◆ What you should do
Go over the records and copy every line with the string "wall".

#### Entries provided ####

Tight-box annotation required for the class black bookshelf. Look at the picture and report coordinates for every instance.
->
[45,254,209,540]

####
#### Entries provided ####

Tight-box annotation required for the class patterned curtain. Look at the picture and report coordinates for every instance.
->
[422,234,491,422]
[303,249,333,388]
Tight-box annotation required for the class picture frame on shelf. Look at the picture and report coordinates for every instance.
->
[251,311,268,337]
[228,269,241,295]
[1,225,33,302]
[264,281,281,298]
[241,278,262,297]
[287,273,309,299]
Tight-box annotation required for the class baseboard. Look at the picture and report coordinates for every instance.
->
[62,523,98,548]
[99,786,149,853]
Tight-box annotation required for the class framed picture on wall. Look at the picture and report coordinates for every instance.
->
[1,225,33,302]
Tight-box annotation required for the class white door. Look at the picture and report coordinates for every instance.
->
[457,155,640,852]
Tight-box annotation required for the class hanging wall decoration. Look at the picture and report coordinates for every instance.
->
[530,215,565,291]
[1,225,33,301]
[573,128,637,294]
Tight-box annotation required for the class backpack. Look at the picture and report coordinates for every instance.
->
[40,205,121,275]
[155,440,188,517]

####
#### Entries provided ####

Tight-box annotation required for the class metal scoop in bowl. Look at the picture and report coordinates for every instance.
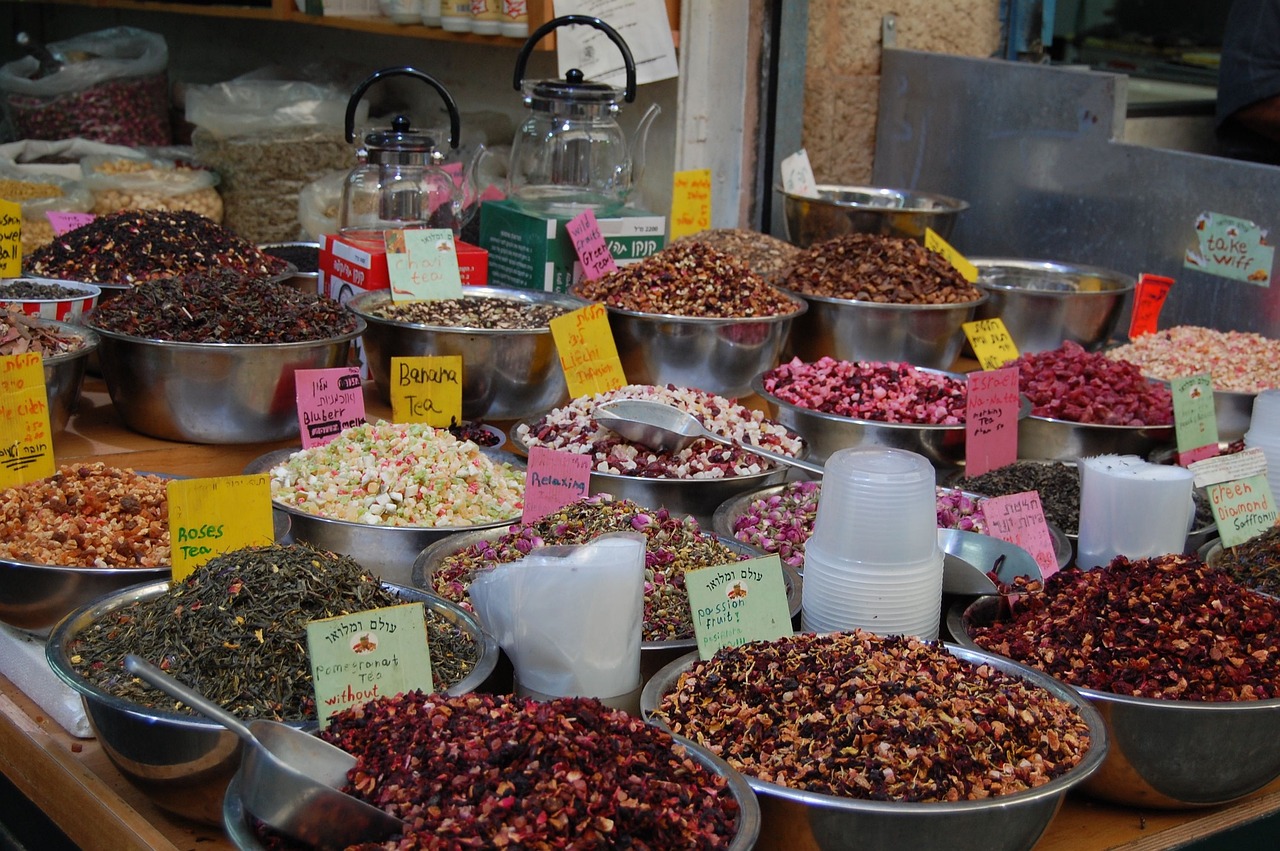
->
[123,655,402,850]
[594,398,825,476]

####

◆ Result of the task
Tight-box annotation required for the class framed picture on wall. Look at the picture and report coordinates for every instance.
Tight-box annotation required for the class hanging wall decoration. Look at the picture and report coordinates for every instance.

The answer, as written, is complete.